> DIRECTIONS FOR THIS TASK
Transcribe, word for word, the lines between the one holding "Can you find the player's open" and the one holding "pixel 939 482", inclusive.

--- start of DATA SHOWN ---

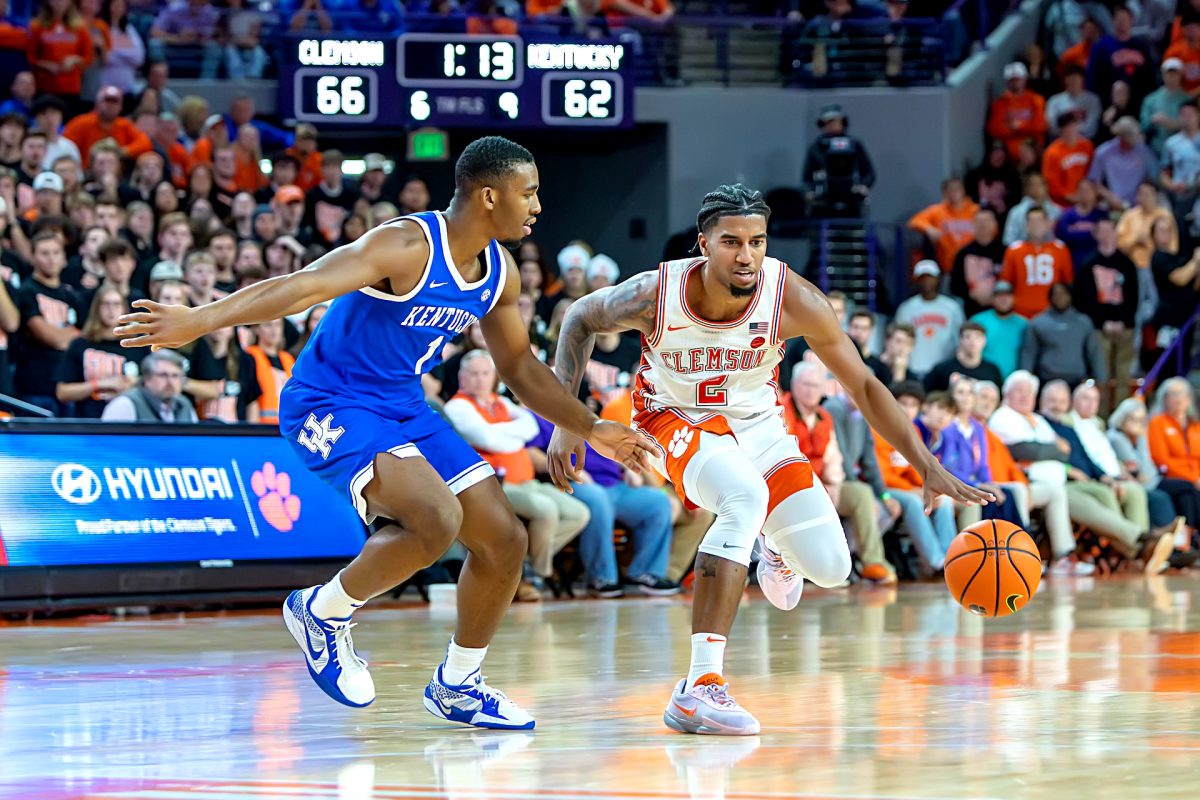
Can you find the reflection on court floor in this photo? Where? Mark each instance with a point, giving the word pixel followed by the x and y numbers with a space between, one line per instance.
pixel 1093 691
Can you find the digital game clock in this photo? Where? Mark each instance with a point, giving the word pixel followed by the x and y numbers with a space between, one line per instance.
pixel 457 80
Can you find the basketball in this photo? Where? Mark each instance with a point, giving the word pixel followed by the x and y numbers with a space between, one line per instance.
pixel 993 569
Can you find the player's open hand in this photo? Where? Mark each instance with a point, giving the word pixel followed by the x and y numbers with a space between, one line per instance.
pixel 622 444
pixel 563 470
pixel 157 326
pixel 939 482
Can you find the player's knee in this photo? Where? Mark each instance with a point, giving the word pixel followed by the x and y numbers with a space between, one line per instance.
pixel 435 527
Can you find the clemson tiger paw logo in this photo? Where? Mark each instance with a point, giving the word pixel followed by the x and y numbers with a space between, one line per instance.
pixel 279 506
pixel 679 441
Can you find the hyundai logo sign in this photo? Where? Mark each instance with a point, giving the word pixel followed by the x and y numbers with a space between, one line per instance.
pixel 76 483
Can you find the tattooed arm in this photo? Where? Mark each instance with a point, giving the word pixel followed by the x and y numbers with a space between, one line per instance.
pixel 623 307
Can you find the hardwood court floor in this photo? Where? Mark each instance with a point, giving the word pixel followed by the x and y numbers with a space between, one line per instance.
pixel 1091 692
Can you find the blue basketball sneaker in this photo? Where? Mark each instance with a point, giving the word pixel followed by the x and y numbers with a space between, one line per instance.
pixel 474 703
pixel 329 651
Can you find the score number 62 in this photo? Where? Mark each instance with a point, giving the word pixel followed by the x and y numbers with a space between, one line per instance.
pixel 587 98
pixel 341 95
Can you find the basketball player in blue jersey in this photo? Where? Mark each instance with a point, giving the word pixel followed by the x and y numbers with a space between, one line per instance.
pixel 355 414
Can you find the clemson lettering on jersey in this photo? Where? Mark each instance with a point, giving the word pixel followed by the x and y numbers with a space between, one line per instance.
pixel 714 359
pixel 683 368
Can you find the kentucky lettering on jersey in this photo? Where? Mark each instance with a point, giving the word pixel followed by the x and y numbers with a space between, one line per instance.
pixel 372 347
pixel 454 319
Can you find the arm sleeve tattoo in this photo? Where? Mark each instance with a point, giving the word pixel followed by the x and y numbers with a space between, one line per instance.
pixel 623 307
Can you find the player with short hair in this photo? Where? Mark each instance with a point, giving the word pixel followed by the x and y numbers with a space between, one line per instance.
pixel 355 414
pixel 713 331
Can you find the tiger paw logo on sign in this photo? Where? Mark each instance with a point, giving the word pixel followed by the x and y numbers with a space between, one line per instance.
pixel 273 488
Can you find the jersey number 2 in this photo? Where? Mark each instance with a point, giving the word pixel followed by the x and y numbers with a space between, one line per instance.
pixel 711 392
pixel 429 354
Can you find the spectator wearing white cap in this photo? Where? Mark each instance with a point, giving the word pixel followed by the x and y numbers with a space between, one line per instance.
pixel 935 317
pixel 1019 114
pixel 601 272
pixel 1161 109
pixel 1120 164
pixel 1074 97
pixel 47 197
pixel 373 175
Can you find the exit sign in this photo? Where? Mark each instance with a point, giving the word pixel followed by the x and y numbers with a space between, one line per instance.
pixel 429 144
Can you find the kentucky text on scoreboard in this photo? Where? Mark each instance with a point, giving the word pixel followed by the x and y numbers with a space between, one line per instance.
pixel 457 80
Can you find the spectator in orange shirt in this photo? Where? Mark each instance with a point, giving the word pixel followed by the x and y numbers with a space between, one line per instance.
pixel 1067 160
pixel 59 50
pixel 305 152
pixel 12 35
pixel 1019 114
pixel 1077 54
pixel 1175 432
pixel 106 122
pixel 654 10
pixel 1187 50
pixel 948 224
pixel 1035 264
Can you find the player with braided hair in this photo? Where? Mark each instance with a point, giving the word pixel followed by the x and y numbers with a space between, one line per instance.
pixel 713 330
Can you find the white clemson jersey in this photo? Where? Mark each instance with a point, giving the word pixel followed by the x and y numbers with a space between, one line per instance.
pixel 700 367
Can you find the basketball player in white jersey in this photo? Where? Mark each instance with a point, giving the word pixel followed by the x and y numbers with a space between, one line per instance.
pixel 713 331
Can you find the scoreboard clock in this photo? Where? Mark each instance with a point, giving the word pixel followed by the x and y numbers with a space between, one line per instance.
pixel 457 80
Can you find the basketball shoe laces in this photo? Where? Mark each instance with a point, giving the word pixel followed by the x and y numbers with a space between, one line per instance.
pixel 718 695
pixel 779 565
pixel 343 650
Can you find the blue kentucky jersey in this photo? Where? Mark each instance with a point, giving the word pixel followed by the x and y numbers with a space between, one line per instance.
pixel 373 347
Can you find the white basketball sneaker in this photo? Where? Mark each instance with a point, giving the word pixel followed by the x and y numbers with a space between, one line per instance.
pixel 329 651
pixel 708 708
pixel 781 585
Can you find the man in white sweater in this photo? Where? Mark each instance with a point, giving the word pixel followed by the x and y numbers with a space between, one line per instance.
pixel 499 428
pixel 935 317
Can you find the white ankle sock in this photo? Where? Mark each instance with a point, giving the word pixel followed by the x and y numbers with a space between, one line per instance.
pixel 707 656
pixel 333 602
pixel 461 662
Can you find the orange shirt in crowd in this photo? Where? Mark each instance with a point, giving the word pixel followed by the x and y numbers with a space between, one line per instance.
pixel 539 7
pixel 517 465
pixel 895 469
pixel 1063 166
pixel 813 443
pixel 13 37
pixel 1176 450
pixel 957 226
pixel 1032 269
pixel 1000 462
pixel 88 128
pixel 54 43
pixel 1015 118
pixel 310 168
pixel 1191 58
pixel 1075 55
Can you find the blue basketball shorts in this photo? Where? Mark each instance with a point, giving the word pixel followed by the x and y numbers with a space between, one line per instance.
pixel 339 440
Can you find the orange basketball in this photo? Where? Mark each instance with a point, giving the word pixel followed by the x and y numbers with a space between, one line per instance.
pixel 993 567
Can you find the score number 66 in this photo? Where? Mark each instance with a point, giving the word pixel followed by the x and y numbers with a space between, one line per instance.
pixel 341 95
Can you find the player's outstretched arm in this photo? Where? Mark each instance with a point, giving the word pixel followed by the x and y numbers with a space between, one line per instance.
pixel 534 384
pixel 623 307
pixel 808 313
pixel 391 252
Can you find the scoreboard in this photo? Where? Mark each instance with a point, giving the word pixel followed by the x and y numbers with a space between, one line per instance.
pixel 457 80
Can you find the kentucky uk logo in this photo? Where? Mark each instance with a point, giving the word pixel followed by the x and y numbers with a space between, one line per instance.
pixel 76 483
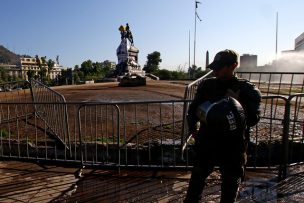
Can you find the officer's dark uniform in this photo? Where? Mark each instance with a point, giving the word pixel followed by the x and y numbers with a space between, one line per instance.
pixel 214 147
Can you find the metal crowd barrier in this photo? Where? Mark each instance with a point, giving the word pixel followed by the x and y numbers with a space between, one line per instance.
pixel 139 134
pixel 55 116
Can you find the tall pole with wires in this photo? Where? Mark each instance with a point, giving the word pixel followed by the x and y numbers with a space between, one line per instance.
pixel 195 17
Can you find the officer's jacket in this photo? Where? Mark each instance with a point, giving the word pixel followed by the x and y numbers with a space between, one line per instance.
pixel 213 89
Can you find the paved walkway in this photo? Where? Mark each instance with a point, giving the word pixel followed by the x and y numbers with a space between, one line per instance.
pixel 28 182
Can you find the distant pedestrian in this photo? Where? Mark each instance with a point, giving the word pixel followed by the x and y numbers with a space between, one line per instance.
pixel 226 107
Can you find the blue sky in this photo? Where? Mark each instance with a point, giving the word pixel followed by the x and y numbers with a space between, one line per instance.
pixel 78 30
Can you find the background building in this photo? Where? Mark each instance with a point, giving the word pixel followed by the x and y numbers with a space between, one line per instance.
pixel 248 61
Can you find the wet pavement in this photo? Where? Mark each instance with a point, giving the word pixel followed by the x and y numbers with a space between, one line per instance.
pixel 34 182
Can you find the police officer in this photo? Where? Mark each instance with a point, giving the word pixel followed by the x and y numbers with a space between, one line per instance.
pixel 229 107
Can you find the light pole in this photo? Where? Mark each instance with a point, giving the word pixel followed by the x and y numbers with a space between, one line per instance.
pixel 195 16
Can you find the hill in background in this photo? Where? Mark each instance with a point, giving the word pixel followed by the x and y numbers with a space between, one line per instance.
pixel 8 57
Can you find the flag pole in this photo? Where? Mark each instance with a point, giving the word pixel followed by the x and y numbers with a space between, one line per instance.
pixel 195 16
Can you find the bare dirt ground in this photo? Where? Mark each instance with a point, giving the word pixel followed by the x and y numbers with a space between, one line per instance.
pixel 104 92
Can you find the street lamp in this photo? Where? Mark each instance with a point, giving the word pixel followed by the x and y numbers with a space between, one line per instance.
pixel 195 17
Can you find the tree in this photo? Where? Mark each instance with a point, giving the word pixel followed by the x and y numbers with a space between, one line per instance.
pixel 153 61
pixel 50 64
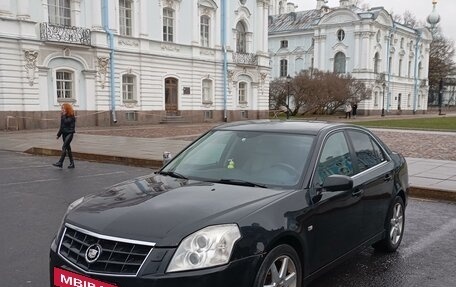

--- end of DATA SHOWN ---

> THE REPLY
Can you find the player's open hand in this photo? Where? Mark each instance with a point, giving the word pixel followed by the x and y numbers with a space between, one line per instance.
pixel 622 444
pixel 563 470
pixel 157 326
pixel 939 482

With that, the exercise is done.